### Description of the task
Which lines in the rows below contain the word "yellow"? List each of those lines in full.
----- Task inputs
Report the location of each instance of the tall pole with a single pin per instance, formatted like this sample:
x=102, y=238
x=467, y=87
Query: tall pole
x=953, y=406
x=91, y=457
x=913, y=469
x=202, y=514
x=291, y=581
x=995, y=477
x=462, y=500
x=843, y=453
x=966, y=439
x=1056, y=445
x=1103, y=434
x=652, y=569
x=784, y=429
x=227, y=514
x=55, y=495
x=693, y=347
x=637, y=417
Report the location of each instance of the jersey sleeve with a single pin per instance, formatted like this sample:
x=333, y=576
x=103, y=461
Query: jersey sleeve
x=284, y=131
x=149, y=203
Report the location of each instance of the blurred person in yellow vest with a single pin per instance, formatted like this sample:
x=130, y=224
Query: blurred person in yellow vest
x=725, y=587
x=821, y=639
----------
----- Task inputs
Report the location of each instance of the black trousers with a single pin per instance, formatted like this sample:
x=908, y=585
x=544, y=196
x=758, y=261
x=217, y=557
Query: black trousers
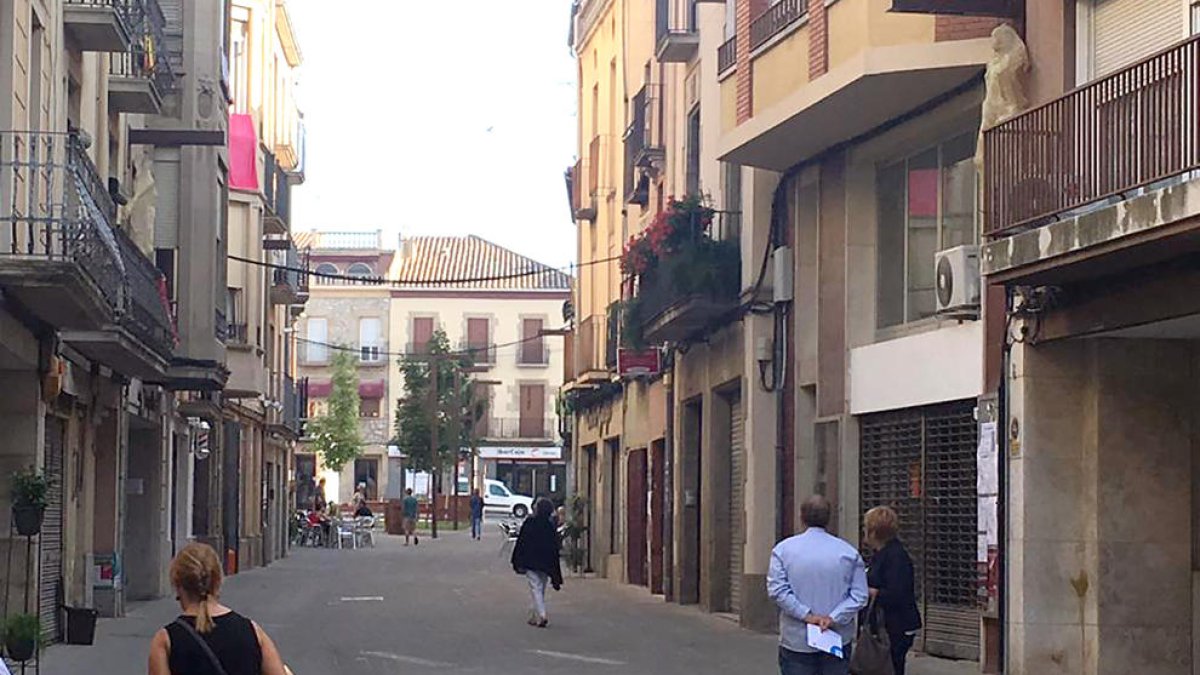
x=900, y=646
----------
### Expected answer
Report the location of each instance of the blurred person in yellow vest with a single pin per instance, formatted like this sample:
Query: blurred person in yellow vest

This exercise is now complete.